Exercise directions => The response must be the exact lines from the one that contains "Find the manhole" through the end of the material, with no pictures and no additional lines.

Listed entries =>
============

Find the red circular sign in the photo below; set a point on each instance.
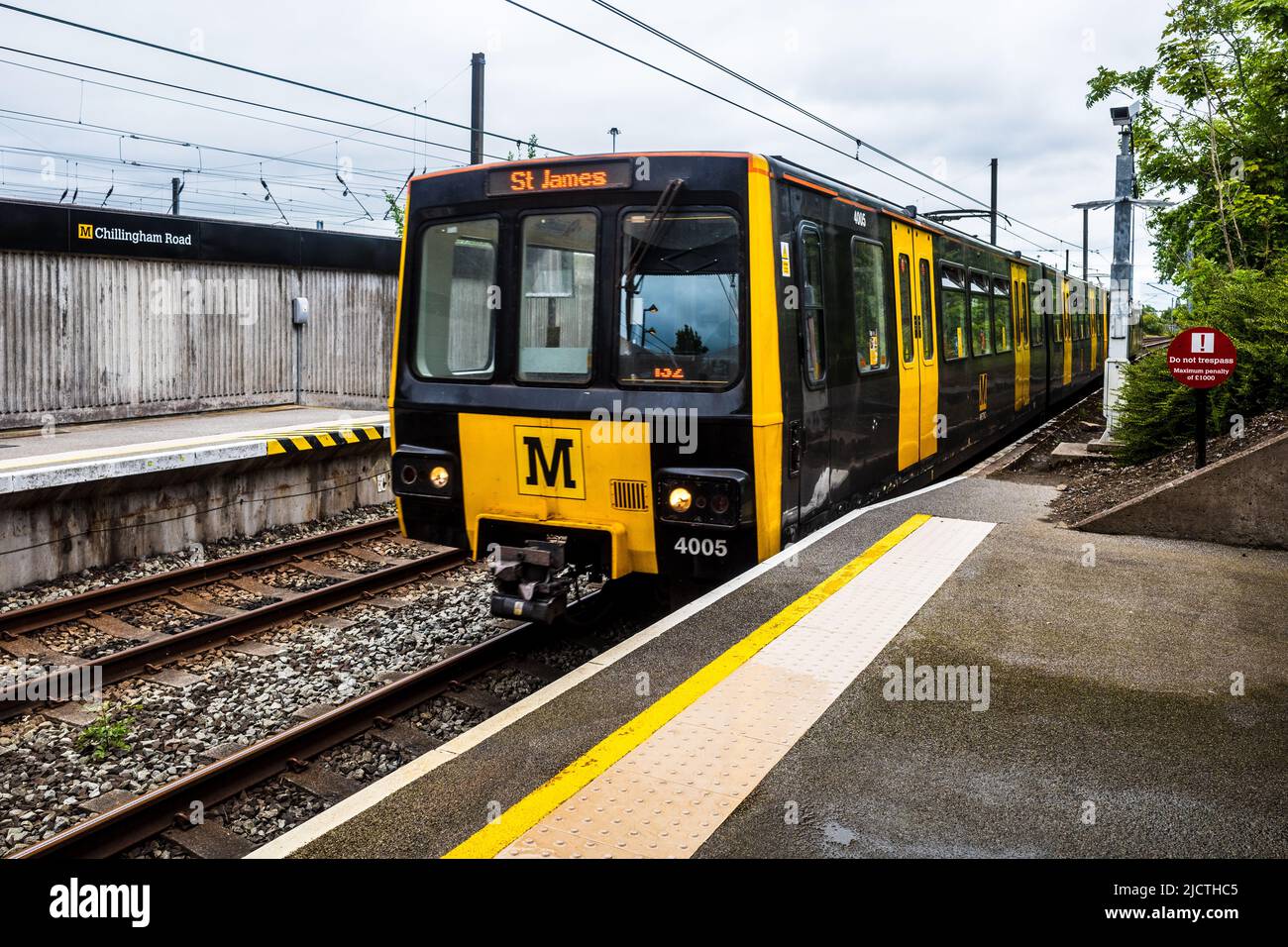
(1201, 357)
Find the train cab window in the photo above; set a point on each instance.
(557, 299)
(953, 316)
(455, 329)
(811, 308)
(980, 335)
(870, 315)
(906, 307)
(927, 311)
(1003, 339)
(679, 318)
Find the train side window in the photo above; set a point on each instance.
(455, 328)
(1057, 316)
(557, 303)
(1035, 330)
(1018, 321)
(811, 309)
(953, 316)
(870, 313)
(980, 337)
(906, 307)
(927, 311)
(1003, 341)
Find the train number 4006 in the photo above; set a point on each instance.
(695, 547)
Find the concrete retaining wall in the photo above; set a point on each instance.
(51, 532)
(95, 338)
(1240, 501)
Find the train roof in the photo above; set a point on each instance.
(806, 175)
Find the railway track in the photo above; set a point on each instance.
(170, 805)
(228, 624)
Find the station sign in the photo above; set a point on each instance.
(1201, 357)
(132, 235)
(565, 175)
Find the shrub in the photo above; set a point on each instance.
(1157, 414)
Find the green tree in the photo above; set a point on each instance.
(1212, 127)
(688, 342)
(394, 210)
(531, 147)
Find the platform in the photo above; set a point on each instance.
(75, 454)
(764, 720)
(81, 496)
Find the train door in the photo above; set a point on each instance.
(1067, 331)
(815, 433)
(917, 355)
(1020, 334)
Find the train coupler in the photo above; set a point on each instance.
(527, 583)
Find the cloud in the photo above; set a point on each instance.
(943, 85)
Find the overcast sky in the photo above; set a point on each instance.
(943, 85)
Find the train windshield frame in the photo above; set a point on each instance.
(454, 337)
(681, 309)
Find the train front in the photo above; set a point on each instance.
(572, 371)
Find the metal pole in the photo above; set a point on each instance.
(1199, 428)
(477, 63)
(1085, 211)
(992, 205)
(1120, 278)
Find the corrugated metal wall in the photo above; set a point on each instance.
(94, 338)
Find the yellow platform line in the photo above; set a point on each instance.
(520, 817)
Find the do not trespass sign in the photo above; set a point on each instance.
(1201, 357)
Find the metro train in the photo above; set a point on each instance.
(678, 364)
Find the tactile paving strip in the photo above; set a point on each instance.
(670, 793)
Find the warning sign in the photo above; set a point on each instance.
(1201, 357)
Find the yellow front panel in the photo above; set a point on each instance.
(558, 474)
(910, 376)
(1022, 357)
(927, 354)
(1067, 322)
(767, 390)
(1094, 320)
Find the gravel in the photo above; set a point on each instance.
(291, 578)
(1091, 486)
(77, 639)
(349, 564)
(241, 698)
(233, 596)
(167, 562)
(160, 615)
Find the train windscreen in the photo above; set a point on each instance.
(681, 299)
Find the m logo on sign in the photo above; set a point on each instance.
(549, 462)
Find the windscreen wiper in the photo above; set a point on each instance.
(651, 230)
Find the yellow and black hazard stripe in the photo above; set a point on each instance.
(318, 440)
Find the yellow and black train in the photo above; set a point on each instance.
(675, 364)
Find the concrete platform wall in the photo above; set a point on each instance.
(1239, 501)
(53, 532)
(97, 338)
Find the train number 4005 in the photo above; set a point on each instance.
(695, 547)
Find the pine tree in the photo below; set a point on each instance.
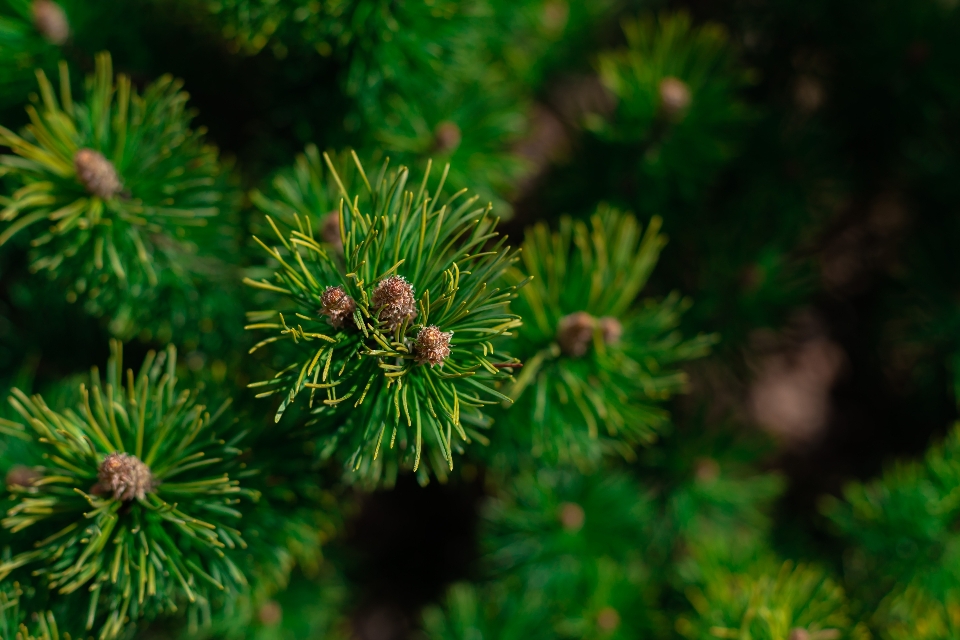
(440, 374)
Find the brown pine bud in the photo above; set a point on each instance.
(394, 302)
(337, 306)
(125, 476)
(446, 137)
(22, 476)
(96, 173)
(50, 21)
(608, 619)
(432, 346)
(330, 230)
(674, 98)
(572, 516)
(611, 329)
(575, 332)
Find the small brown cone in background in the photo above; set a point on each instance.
(337, 305)
(611, 329)
(50, 21)
(432, 346)
(572, 516)
(608, 619)
(124, 476)
(575, 332)
(674, 98)
(22, 476)
(270, 613)
(96, 173)
(394, 302)
(446, 137)
(330, 230)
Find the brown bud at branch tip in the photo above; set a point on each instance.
(394, 302)
(432, 346)
(125, 476)
(97, 175)
(337, 306)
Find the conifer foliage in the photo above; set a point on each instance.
(412, 358)
(128, 497)
(110, 189)
(395, 334)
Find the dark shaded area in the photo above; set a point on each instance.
(404, 547)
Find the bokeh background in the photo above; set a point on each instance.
(805, 169)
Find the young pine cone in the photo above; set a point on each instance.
(50, 21)
(432, 346)
(124, 476)
(337, 306)
(394, 302)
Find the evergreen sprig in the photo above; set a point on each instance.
(678, 113)
(17, 624)
(116, 191)
(394, 338)
(595, 366)
(789, 602)
(542, 516)
(129, 510)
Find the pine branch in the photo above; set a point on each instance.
(131, 510)
(117, 194)
(390, 336)
(594, 369)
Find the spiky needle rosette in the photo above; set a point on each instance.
(116, 192)
(416, 361)
(595, 366)
(134, 514)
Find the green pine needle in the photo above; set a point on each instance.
(605, 399)
(115, 246)
(374, 396)
(134, 557)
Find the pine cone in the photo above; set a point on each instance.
(575, 332)
(432, 346)
(125, 476)
(674, 97)
(394, 302)
(50, 21)
(337, 306)
(96, 173)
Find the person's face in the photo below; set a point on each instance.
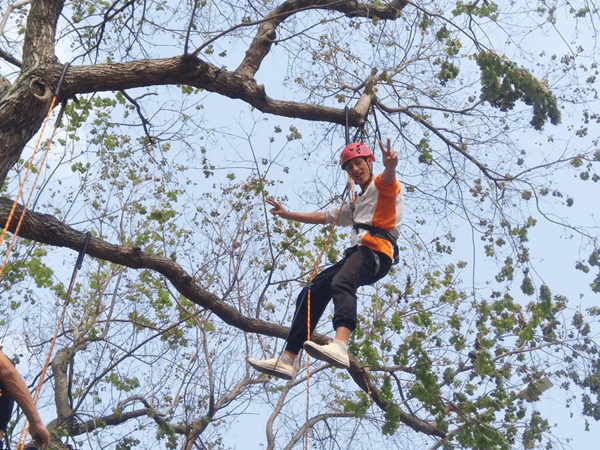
(359, 170)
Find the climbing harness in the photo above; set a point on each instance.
(382, 234)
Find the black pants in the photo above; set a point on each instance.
(339, 282)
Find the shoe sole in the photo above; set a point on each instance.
(314, 350)
(270, 370)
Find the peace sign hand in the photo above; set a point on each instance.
(390, 158)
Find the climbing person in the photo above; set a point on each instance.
(13, 387)
(375, 216)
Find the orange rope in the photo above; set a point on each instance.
(314, 272)
(20, 191)
(21, 442)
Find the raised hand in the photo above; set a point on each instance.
(390, 161)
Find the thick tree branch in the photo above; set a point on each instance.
(48, 230)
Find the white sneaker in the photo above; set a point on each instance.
(274, 366)
(332, 353)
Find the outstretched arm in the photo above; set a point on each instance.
(278, 210)
(390, 161)
(16, 387)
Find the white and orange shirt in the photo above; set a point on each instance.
(380, 206)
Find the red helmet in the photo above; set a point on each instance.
(356, 150)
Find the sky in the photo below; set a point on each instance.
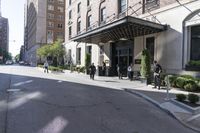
(14, 11)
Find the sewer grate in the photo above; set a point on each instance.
(13, 90)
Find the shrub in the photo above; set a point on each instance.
(192, 98)
(194, 63)
(191, 86)
(180, 97)
(82, 69)
(180, 82)
(187, 76)
(172, 80)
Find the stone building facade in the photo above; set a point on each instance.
(117, 32)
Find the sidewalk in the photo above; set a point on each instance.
(155, 96)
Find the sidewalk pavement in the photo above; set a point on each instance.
(155, 96)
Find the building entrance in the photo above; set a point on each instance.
(122, 55)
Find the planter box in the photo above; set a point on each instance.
(192, 68)
(193, 110)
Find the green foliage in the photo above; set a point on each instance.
(191, 86)
(180, 97)
(192, 98)
(172, 80)
(180, 82)
(145, 64)
(194, 63)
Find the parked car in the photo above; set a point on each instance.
(21, 62)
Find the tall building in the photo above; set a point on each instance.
(44, 24)
(4, 35)
(169, 29)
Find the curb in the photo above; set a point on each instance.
(158, 105)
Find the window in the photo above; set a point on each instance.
(89, 21)
(50, 16)
(60, 1)
(122, 6)
(50, 1)
(103, 14)
(88, 2)
(60, 17)
(151, 4)
(60, 9)
(70, 32)
(79, 56)
(195, 43)
(60, 26)
(50, 24)
(150, 42)
(79, 26)
(70, 14)
(49, 36)
(79, 7)
(50, 7)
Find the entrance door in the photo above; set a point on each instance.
(124, 58)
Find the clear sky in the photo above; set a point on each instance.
(14, 11)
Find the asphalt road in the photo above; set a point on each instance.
(34, 102)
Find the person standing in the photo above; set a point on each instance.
(104, 69)
(92, 71)
(130, 72)
(157, 71)
(46, 67)
(119, 71)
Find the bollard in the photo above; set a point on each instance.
(168, 87)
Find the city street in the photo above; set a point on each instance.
(35, 102)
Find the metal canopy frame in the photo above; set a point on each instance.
(126, 28)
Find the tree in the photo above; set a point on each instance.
(146, 65)
(58, 52)
(87, 62)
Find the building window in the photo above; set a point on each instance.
(150, 45)
(50, 24)
(195, 43)
(152, 4)
(60, 26)
(70, 32)
(70, 2)
(79, 7)
(60, 9)
(89, 21)
(50, 7)
(88, 2)
(60, 1)
(50, 1)
(60, 17)
(70, 14)
(122, 6)
(49, 36)
(101, 50)
(79, 26)
(103, 14)
(50, 16)
(78, 56)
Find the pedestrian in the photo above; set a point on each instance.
(119, 71)
(130, 72)
(92, 71)
(157, 71)
(104, 69)
(46, 67)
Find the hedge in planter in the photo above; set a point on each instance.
(146, 65)
(192, 98)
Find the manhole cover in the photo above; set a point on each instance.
(13, 90)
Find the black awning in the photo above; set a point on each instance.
(127, 27)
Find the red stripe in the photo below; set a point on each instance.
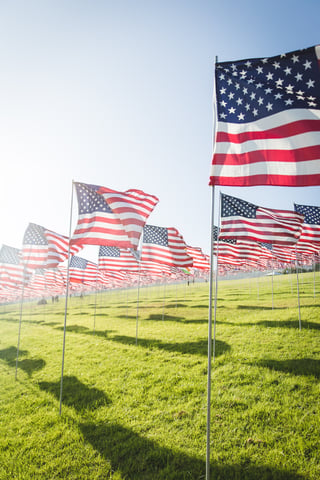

============

Solved exercise =>
Find the manhole cover in the photo above; set a point on each instance.
(13, 90)
Find the black awning in the photo above; set a point on each instance.
(127, 27)
Find the red stripe in the photo below; set a point on each instance.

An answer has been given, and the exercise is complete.